# DOCUMENT EXTRACT
A carpet python from Coolangatta that was fished out of a backyard swimming pool on January 9th by a professional snake catcher was a Lovecraftian horror. According to this article:
A snake that was recently captured near a suburban home in Queensland, Australia, was covered with hundreds upon hundreds of ticks. So many of the bloodsucking parasites clung to the snake that the unfortunate reptile looked like it was wearing a second coat of living scales.
Currumbin Wildlife Hospital Foundation in Queensland reported that 511 ticks in total were removed from the python.
Facebook page here
Nightmare inducing images here and here.
A similar nightmare inducing polyticks infestation here
An extreme infestation such as this likely happened because the snake was already sick, likely with a compromised immune system, Emily Taylor, a professor of biological sciences at California Polytechnic State University, told Live Science. When a tick bites an animal and injects anticoagulants from its saliva, the animal sets off an immune response that can kill the tick or slow down its feeding. However, if an animal's immune response is dampened, "you may see a greater number of ticks feeding or concluding their feeding," Taylor said.
Rebecca Trout Fryxell, an assistant professor in the Department of Entomology and Plant Pathology at the University of Tennessee Institute of Agriculture adds
sated female ticks can lay thousands of eggs. If the eggs are fertilized, this can blanket the host with more hungry mouths to feed.
Robots are always the answer.
Although now tick free, Nike, as the python has been named, is still suffering from anemia and "a nasty infection" but it is intended to return him to the wild once he fully recovers.
(Score: 0) by Anonymous Coward on Wednesday January 16 2019, @09:32AM (1 child)
How does one noodle a catfish?
(Score: 1, Touché) by Anonymous Coward on Wednesday January 16 2019, @11:22AM
You'll have to PM TMB for that, I'm afraid.

# EXTRACTED ENTRIES
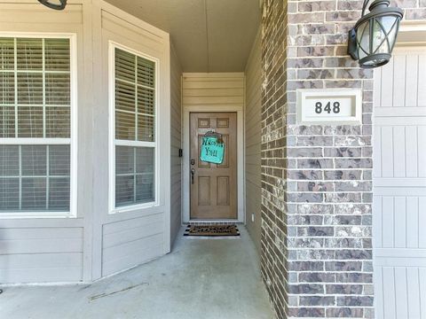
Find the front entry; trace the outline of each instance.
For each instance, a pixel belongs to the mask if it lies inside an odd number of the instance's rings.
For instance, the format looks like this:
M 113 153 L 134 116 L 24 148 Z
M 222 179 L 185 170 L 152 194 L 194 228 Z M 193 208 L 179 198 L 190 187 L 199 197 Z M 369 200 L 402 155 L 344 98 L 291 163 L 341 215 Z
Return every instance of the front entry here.
M 190 116 L 191 219 L 237 219 L 237 113 L 192 113 Z M 202 136 L 222 135 L 224 161 L 200 160 Z

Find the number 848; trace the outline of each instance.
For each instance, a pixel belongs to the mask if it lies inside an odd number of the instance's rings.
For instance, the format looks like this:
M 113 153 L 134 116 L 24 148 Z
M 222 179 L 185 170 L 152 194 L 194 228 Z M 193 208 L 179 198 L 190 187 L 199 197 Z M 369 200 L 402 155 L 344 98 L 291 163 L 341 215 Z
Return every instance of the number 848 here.
M 328 114 L 331 113 L 331 102 L 328 102 L 324 107 L 324 109 L 322 108 L 321 102 L 315 103 L 315 113 L 317 114 L 320 114 L 323 111 L 327 112 Z M 333 113 L 340 113 L 340 103 L 337 101 L 333 103 Z

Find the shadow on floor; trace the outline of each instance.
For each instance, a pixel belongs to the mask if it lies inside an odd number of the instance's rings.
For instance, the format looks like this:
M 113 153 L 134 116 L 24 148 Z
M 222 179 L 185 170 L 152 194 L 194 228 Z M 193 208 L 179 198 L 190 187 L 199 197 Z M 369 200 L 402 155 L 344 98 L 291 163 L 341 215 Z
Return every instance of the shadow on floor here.
M 7 287 L 2 318 L 270 319 L 255 246 L 240 239 L 187 239 L 164 257 L 92 284 Z

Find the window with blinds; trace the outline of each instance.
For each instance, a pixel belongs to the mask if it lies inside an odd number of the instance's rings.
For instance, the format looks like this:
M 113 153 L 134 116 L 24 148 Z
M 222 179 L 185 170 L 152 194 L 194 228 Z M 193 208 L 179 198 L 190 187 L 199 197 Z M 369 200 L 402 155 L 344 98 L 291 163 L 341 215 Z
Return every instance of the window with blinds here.
M 155 201 L 155 63 L 114 49 L 115 207 Z
M 0 38 L 0 214 L 70 211 L 70 40 Z

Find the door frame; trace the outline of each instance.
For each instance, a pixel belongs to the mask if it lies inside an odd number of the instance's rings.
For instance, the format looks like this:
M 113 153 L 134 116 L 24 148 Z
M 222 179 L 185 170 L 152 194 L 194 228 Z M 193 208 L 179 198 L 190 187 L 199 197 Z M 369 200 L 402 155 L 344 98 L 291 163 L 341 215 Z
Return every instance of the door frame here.
M 191 189 L 189 178 L 190 160 L 190 113 L 237 113 L 237 211 L 236 220 L 191 220 Z M 183 176 L 182 176 L 182 222 L 244 222 L 244 111 L 241 106 L 187 106 L 183 110 Z

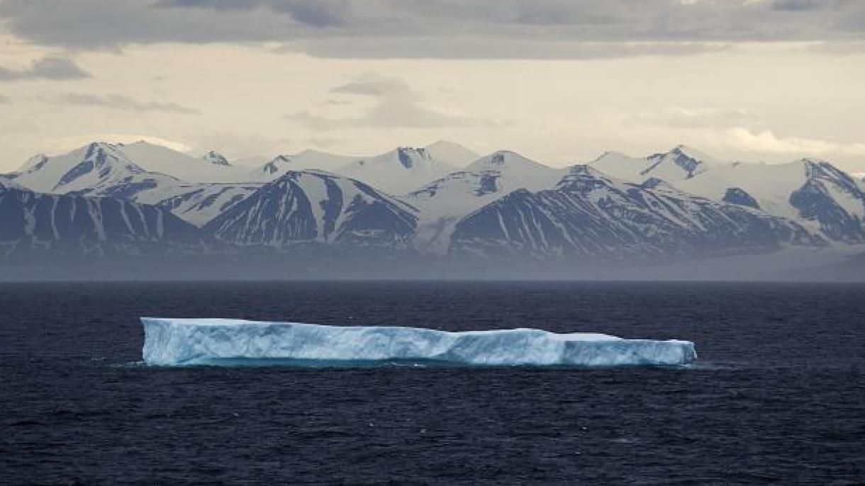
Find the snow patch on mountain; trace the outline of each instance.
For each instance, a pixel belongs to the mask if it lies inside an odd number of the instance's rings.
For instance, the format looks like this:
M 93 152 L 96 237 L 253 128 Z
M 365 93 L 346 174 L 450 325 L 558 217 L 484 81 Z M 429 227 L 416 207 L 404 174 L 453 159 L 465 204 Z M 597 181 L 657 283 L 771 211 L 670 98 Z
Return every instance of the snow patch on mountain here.
M 771 214 L 798 221 L 832 240 L 865 242 L 865 192 L 855 179 L 825 161 L 735 163 L 676 185 L 711 199 L 721 199 L 728 189 L 738 188 Z
M 425 149 L 432 158 L 453 167 L 465 167 L 481 157 L 459 144 L 447 140 L 439 140 L 426 145 Z
M 415 246 L 444 254 L 461 218 L 516 189 L 550 189 L 566 171 L 502 150 L 408 193 L 402 199 L 420 210 Z
M 206 154 L 202 156 L 202 159 L 204 162 L 213 163 L 215 165 L 231 165 L 228 163 L 228 159 L 226 158 L 225 156 L 215 150 L 208 150 Z
M 379 156 L 355 160 L 336 172 L 364 181 L 388 194 L 400 195 L 454 169 L 434 158 L 426 149 L 400 147 Z
M 320 171 L 288 172 L 223 212 L 205 229 L 242 246 L 298 241 L 405 247 L 416 210 L 370 186 Z
M 618 179 L 641 183 L 650 177 L 670 182 L 689 179 L 722 165 L 714 157 L 685 145 L 646 157 L 632 157 L 619 152 L 606 152 L 588 165 Z
M 451 251 L 535 259 L 695 257 L 820 246 L 798 223 L 574 166 L 553 190 L 520 189 L 460 221 Z

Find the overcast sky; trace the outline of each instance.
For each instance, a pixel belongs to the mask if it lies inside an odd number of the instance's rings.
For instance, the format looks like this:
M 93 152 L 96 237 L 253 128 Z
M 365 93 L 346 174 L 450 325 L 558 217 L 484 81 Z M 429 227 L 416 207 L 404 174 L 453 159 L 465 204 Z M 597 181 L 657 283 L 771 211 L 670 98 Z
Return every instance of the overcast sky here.
M 865 172 L 862 86 L 865 0 L 0 0 L 0 171 L 144 138 Z

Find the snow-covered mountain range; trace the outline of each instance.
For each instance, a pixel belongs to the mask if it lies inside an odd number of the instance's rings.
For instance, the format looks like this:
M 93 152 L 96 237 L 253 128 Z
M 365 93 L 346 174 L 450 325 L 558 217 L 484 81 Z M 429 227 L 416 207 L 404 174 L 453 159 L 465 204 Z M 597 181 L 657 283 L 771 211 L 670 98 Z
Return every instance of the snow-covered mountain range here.
M 54 240 L 40 232 L 66 218 L 77 233 L 52 230 L 63 243 L 48 246 L 96 241 L 134 254 L 158 235 L 166 248 L 215 241 L 243 253 L 308 244 L 428 262 L 690 259 L 859 246 L 865 252 L 861 177 L 822 160 L 731 162 L 682 145 L 644 157 L 606 152 L 587 164 L 554 168 L 507 150 L 480 157 L 450 142 L 372 157 L 305 150 L 255 161 L 95 142 L 34 157 L 0 175 L 0 245 L 7 248 L 44 247 L 34 242 Z M 84 213 L 125 227 L 118 233 L 124 243 L 100 236 Z M 156 218 L 152 227 L 134 227 L 138 216 L 130 214 L 139 213 Z M 16 243 L 24 240 L 30 243 Z

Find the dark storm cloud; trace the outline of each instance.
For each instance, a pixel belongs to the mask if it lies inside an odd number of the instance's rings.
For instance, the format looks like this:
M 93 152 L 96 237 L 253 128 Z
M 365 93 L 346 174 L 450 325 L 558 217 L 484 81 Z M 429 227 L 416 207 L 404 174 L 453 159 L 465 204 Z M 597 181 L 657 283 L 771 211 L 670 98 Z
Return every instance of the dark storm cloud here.
M 165 103 L 159 101 L 141 102 L 121 94 L 97 96 L 93 94 L 81 94 L 77 93 L 60 93 L 43 95 L 39 97 L 38 99 L 53 105 L 64 105 L 67 106 L 95 106 L 112 110 L 122 110 L 125 112 L 162 112 L 178 115 L 195 115 L 199 113 L 198 110 L 182 106 L 176 103 Z
M 0 0 L 0 17 L 65 48 L 274 42 L 330 57 L 593 59 L 865 39 L 865 0 Z M 586 42 L 596 45 L 573 47 Z M 629 42 L 644 47 L 611 47 Z
M 46 56 L 36 60 L 29 67 L 12 69 L 0 66 L 0 81 L 22 80 L 80 80 L 90 74 L 63 57 Z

# WHAT TO WORK ON
**a.** Answer these questions from the python article, one per line, marked (i), (ii) and (iii):
(i) How many ticks in total were removed from the python?
(ii) What name has the python been given?
(iii) At which university is Emily Taylor a professor of biological sciences?
**b.** Please list every place name the python article gives for where the snake was found.

# ANSWERS PROVIDED
**a.**
(i) 511
(ii) Nike
(iii) California Polytechnic State University

**b.**
Coolangatta
Queensland
Australia